Data provided:
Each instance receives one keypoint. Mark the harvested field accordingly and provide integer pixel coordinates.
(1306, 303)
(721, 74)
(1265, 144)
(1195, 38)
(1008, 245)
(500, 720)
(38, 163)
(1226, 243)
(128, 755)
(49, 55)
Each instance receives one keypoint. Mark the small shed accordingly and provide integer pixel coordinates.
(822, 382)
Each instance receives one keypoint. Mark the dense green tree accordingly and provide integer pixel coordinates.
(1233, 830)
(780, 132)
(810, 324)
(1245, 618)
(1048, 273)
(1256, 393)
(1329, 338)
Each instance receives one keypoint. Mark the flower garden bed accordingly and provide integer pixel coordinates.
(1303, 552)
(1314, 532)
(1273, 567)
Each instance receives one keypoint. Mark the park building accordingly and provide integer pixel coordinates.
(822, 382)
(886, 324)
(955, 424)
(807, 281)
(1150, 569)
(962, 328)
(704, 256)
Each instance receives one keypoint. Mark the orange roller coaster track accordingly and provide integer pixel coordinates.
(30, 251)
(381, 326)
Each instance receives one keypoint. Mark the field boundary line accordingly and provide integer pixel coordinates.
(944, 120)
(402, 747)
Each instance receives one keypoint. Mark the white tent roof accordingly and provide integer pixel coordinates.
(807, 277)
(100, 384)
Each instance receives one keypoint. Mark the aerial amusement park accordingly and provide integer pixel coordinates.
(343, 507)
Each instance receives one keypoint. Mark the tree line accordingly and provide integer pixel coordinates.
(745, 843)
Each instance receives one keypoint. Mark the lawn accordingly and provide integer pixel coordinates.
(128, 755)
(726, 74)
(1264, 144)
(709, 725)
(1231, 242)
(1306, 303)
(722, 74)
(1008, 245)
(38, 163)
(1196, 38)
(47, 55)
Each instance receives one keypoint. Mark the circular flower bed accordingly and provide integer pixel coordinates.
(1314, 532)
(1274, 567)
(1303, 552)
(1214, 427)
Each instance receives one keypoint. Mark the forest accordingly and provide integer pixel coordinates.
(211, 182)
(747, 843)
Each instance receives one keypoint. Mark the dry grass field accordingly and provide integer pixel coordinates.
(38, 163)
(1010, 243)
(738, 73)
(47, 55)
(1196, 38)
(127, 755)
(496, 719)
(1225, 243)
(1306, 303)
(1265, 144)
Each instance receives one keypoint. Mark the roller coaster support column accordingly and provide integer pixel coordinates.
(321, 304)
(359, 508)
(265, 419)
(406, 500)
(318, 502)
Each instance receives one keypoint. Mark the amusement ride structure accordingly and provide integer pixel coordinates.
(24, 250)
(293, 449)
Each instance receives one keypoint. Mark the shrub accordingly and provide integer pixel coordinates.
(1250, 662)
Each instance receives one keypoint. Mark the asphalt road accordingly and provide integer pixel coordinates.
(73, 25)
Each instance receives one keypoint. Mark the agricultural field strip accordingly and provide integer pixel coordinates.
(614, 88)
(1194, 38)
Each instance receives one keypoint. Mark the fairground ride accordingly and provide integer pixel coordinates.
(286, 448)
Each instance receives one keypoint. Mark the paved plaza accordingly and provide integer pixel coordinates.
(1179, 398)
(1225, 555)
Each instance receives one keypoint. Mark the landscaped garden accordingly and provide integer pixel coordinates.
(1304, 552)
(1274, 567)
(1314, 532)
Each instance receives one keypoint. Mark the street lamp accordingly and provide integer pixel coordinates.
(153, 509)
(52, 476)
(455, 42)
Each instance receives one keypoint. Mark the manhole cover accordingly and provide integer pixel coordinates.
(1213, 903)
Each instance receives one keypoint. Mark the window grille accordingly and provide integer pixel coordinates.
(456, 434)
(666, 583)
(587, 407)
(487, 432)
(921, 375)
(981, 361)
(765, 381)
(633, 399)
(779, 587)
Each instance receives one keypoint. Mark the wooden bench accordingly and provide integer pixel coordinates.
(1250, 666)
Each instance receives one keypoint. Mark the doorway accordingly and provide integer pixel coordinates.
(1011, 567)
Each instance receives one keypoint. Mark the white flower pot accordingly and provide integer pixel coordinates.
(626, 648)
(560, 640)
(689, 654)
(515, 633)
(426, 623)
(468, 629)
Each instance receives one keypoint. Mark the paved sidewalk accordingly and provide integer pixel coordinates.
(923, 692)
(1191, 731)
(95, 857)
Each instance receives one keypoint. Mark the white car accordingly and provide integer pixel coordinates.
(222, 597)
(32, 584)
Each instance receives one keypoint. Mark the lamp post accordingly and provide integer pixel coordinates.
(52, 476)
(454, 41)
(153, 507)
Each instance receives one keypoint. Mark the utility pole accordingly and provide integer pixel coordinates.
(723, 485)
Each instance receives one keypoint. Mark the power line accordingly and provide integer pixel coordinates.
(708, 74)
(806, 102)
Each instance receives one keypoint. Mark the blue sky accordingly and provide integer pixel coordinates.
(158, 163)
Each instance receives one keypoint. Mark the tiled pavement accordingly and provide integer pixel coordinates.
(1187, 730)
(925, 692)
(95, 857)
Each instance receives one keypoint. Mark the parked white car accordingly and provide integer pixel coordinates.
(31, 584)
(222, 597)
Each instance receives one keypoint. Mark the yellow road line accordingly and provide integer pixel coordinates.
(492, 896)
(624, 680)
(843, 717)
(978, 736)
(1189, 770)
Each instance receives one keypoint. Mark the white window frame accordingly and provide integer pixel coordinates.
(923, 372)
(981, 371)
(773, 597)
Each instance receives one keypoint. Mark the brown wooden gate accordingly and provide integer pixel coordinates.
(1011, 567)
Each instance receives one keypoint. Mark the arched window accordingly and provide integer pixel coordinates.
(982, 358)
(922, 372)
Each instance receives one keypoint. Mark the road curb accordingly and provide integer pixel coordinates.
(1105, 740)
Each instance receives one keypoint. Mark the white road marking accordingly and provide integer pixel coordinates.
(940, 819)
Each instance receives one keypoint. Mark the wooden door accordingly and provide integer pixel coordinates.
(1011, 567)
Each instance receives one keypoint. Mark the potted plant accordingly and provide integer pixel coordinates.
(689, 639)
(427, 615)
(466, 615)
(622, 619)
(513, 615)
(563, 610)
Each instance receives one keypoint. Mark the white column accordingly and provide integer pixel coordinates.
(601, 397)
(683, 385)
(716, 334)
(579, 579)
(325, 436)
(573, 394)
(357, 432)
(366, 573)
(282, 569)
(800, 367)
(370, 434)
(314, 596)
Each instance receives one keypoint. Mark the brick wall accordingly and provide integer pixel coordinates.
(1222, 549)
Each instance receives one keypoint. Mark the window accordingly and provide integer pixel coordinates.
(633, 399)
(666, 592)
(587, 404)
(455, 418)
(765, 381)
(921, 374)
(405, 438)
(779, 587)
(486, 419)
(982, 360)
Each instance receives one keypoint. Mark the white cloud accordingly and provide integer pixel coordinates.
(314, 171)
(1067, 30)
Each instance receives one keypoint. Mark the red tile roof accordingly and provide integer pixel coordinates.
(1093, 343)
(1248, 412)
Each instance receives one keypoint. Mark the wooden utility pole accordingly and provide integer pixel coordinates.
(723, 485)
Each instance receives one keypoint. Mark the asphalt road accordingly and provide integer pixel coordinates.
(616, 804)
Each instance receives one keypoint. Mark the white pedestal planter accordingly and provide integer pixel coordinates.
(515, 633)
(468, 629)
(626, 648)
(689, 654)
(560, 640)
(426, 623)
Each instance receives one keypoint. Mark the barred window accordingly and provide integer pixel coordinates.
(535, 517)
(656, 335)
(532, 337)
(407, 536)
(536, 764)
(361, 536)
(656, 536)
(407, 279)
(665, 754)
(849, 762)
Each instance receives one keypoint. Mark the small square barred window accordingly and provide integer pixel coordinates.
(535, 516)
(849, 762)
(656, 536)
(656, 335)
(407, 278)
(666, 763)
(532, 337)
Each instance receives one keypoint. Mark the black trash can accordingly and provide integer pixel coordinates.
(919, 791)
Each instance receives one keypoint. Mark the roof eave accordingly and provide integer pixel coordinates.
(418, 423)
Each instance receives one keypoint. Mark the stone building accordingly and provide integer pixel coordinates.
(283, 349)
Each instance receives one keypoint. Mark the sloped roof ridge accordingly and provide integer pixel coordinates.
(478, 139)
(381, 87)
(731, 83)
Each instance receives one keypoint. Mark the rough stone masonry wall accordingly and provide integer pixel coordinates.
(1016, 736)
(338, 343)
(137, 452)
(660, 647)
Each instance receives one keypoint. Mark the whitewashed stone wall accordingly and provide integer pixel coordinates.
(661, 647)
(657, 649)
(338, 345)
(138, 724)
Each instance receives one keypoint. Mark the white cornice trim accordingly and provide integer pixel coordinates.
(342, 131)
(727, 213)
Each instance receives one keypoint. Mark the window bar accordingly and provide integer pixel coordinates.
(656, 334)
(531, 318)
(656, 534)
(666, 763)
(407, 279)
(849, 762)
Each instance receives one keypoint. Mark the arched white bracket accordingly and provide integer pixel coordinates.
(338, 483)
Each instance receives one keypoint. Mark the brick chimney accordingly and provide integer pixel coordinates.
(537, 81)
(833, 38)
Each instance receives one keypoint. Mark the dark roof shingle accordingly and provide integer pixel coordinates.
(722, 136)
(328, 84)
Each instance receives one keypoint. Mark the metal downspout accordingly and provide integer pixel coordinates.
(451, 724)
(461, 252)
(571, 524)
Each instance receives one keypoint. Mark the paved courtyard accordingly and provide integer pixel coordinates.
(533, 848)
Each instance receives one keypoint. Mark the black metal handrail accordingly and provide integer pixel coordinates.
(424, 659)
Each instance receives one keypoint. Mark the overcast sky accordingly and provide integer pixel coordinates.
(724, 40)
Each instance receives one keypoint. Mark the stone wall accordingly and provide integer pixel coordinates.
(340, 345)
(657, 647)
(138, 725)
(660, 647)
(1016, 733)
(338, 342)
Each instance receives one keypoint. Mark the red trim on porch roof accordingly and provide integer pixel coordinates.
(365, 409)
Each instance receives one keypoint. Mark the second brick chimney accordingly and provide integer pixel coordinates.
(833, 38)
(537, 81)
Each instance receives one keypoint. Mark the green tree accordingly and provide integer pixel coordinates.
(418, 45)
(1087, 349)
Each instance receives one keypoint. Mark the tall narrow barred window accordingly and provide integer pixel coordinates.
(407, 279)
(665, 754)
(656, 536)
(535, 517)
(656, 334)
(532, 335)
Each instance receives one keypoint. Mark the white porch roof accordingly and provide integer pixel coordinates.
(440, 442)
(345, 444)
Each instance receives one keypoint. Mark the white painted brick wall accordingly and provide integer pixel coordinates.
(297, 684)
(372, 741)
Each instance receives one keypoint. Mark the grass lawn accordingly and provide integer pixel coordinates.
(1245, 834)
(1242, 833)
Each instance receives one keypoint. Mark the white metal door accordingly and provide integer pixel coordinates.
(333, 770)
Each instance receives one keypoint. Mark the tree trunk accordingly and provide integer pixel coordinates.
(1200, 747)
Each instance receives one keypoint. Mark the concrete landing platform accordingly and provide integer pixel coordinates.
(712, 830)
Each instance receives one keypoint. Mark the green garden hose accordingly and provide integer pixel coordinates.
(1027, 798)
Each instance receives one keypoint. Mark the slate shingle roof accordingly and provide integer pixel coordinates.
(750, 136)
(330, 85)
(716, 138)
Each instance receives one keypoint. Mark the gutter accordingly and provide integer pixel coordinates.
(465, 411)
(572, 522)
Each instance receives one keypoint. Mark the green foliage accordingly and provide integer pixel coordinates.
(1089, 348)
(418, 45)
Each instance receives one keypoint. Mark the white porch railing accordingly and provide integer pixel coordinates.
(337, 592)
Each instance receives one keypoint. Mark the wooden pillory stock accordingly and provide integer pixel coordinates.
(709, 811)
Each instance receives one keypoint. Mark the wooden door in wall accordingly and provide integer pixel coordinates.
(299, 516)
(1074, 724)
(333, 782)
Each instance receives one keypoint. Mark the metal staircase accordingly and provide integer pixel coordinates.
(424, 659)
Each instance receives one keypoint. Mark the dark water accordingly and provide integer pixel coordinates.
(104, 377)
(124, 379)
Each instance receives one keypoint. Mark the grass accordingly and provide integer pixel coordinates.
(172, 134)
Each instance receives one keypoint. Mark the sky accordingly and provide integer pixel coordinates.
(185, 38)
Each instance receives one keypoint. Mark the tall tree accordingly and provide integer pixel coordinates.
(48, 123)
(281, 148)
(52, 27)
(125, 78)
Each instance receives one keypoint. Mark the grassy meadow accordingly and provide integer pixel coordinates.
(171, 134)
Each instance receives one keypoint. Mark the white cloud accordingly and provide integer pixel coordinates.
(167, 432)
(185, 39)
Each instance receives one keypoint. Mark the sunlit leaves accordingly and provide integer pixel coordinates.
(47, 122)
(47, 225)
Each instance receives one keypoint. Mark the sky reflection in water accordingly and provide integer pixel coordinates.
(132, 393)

Exercise requirements: Can you rewrite the lines starting at the one that contains "Each instance receives one keypoint. Mark the parked" and ending with the one that contains "(1189, 770)", swapping "parked white car" for "parked silver sedan" and changing nothing else?

The result:
Each instance receives one keypoint. Mark the parked silver sedan accordingly and provide integer pixel coordinates.
(31, 584)
(222, 597)
Each instance receives one keypoint. Mark the yellow road line accordingly and provide integer pixel coordinates.
(492, 896)
(624, 680)
(843, 717)
(978, 736)
(1189, 770)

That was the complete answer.